START MATERIAL PROVIDED

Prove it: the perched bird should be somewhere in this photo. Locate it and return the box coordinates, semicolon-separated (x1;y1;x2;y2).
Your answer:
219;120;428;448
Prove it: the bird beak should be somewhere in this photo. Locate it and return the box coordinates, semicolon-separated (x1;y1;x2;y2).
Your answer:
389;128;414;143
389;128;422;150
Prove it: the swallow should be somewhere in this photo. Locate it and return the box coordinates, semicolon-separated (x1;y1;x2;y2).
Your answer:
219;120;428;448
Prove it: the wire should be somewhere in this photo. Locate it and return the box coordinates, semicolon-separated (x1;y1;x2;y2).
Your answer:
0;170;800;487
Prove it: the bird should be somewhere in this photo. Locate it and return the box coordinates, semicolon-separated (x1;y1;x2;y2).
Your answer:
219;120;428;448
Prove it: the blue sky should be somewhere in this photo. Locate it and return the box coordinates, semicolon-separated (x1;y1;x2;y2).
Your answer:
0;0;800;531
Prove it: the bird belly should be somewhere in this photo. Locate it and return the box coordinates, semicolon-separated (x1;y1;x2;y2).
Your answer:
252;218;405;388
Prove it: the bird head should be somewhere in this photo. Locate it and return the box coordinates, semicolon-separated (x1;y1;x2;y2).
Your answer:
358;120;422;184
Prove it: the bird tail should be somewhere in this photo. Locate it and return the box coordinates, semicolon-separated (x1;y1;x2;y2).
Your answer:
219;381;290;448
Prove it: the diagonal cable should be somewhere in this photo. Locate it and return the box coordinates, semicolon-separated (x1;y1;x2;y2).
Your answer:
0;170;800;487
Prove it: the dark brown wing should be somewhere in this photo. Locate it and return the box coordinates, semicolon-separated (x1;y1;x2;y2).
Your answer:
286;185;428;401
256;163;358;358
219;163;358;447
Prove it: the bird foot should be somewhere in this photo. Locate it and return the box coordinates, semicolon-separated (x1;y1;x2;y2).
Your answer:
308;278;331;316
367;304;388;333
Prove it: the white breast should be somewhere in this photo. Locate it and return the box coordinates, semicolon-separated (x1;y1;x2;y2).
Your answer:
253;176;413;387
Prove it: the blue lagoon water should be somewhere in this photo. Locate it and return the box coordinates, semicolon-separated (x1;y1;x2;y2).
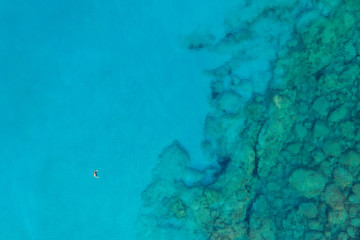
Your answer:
0;0;360;240
0;0;228;240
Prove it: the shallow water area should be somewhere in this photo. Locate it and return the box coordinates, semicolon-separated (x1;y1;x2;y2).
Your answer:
0;0;229;240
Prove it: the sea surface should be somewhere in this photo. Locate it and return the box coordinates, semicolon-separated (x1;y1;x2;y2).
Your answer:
0;0;360;240
0;0;228;240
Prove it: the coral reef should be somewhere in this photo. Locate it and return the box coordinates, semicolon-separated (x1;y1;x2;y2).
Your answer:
138;0;360;240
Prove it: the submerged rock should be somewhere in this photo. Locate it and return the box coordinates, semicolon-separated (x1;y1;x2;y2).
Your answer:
289;169;327;198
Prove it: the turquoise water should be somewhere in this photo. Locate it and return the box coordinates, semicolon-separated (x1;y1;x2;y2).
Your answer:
0;0;228;240
0;0;360;240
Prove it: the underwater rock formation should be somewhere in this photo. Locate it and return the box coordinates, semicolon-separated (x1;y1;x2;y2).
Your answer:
138;0;360;240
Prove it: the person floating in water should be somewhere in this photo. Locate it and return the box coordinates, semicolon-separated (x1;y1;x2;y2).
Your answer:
93;170;100;178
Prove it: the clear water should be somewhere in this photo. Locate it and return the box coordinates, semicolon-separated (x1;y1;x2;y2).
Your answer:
0;0;228;240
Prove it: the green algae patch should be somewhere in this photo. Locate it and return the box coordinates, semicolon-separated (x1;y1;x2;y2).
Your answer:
340;150;360;167
289;169;327;198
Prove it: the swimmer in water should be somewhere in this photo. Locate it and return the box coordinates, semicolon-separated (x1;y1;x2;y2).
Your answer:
93;170;100;178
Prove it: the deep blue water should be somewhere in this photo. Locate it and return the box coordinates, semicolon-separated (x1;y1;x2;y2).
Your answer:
0;0;228;240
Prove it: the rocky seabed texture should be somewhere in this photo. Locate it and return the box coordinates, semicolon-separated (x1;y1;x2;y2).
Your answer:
137;0;360;240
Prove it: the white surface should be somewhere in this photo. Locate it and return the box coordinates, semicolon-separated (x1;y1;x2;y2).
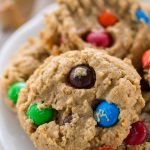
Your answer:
0;4;57;150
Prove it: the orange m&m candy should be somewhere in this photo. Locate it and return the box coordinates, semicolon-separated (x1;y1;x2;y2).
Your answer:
98;11;118;27
142;50;150;69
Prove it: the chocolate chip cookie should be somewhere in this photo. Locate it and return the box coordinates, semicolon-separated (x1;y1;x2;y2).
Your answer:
1;38;49;111
17;49;147;150
41;0;150;69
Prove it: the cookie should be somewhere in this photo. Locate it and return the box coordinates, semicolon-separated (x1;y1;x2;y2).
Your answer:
1;38;49;111
117;113;150;150
0;0;34;29
41;0;150;69
17;49;146;150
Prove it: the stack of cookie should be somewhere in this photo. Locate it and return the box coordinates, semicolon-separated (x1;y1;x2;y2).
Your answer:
2;0;150;150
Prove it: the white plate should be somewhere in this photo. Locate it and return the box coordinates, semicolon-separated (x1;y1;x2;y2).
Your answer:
0;4;57;150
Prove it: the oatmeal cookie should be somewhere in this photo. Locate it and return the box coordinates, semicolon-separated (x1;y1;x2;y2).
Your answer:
1;38;49;111
17;49;147;150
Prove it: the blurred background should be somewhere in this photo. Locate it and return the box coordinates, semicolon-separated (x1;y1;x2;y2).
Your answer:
0;0;150;150
0;0;150;48
0;0;54;48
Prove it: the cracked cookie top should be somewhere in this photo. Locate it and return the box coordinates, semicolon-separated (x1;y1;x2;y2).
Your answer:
17;49;145;150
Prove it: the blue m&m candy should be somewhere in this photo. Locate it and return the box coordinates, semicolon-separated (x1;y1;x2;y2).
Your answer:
95;100;120;128
135;9;150;25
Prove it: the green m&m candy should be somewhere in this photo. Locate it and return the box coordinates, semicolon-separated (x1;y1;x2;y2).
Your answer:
7;81;26;104
27;103;55;126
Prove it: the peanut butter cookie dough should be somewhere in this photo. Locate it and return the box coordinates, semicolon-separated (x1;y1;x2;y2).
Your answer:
17;49;147;150
1;38;49;111
41;0;150;69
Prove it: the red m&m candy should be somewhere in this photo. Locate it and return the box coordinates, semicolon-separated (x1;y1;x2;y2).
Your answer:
142;50;150;69
124;121;148;145
98;11;118;27
96;148;114;150
86;31;112;48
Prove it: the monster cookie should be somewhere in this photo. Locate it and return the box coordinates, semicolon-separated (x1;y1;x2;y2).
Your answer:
41;0;150;69
17;49;147;150
1;38;49;110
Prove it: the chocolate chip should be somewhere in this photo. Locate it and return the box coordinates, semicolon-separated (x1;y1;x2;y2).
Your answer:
68;64;96;89
63;115;72;124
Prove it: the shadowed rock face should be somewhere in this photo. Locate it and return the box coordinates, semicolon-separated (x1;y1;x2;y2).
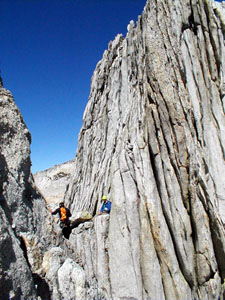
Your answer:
0;0;225;300
34;160;74;208
0;87;51;300
62;0;225;300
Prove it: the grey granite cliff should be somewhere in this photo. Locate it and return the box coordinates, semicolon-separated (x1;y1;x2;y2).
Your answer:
0;0;225;300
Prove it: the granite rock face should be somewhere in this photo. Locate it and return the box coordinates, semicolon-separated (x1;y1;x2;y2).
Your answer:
34;160;74;207
0;0;225;300
62;0;225;300
0;85;51;300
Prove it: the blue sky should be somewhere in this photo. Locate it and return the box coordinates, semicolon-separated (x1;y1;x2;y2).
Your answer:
0;0;221;173
0;0;146;173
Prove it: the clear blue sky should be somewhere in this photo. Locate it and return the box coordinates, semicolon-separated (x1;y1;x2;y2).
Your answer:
0;0;221;173
0;0;146;173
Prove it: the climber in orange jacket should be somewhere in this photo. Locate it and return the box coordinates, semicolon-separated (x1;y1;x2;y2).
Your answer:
52;202;71;228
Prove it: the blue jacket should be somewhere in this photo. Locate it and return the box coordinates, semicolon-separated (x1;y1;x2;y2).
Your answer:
100;200;111;214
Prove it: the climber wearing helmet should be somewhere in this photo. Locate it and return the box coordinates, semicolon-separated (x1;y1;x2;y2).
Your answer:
100;195;111;214
52;202;71;228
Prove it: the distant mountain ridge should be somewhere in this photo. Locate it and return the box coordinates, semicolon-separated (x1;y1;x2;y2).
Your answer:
0;0;225;300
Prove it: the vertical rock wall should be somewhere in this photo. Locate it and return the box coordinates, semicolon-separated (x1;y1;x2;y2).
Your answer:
0;85;49;300
62;0;225;300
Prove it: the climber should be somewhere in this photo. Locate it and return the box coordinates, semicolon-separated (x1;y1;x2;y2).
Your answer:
100;195;111;214
52;202;71;228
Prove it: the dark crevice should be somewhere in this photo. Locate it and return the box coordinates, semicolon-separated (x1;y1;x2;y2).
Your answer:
32;273;51;300
204;2;221;74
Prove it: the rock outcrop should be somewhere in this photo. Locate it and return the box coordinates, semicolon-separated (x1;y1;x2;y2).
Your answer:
0;84;51;300
61;0;225;300
34;160;74;207
0;0;225;300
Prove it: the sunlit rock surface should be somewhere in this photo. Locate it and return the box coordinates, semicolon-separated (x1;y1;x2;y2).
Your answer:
0;84;51;300
62;0;225;300
0;0;225;300
34;160;74;208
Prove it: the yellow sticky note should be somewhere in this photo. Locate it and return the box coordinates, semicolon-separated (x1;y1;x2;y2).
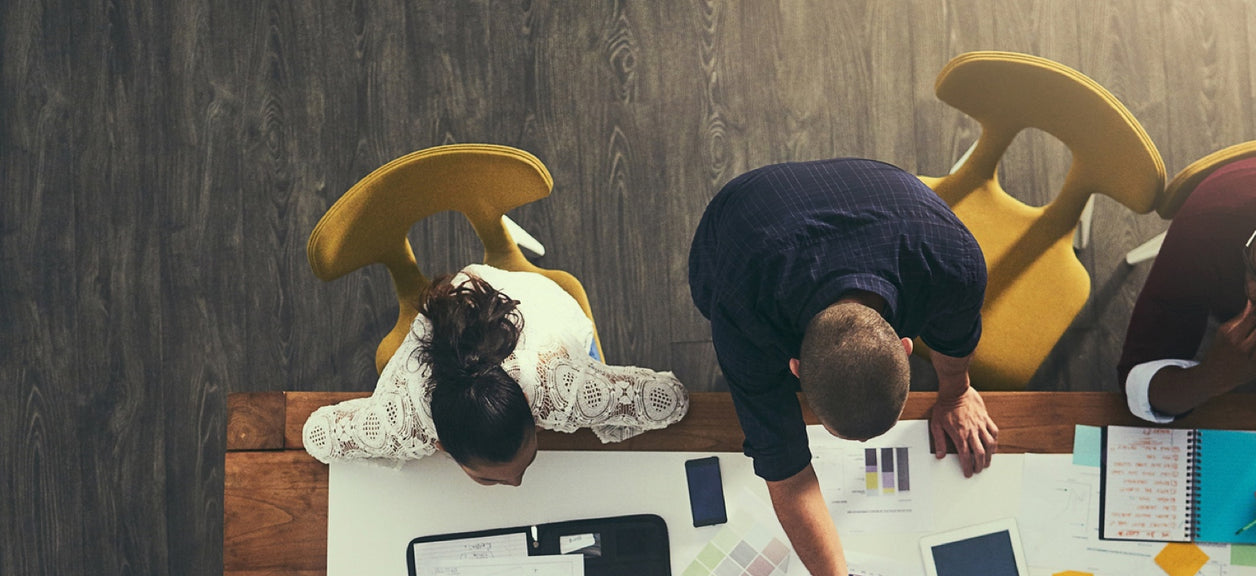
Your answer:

END MATERIAL PROVIDED

TASK DIRECTIONS ->
Put the lines above, from the line with "Prove it: the blue jacket" to the line with "100;200;111;214", into a Markdown table with columns Row and Line, one line per row, numbered from 1 and with blank lines left out.

CORRECT RESULT ->
| Row | Line |
|---|---|
| 1 | Prove it: the blue jacket should be somewhere in this photo. Locate it and return the box coordinates, semicolon-separated (x1;y1;x2;y2). |
| 2 | Your answer: |
| 3 | 100;200;111;214 |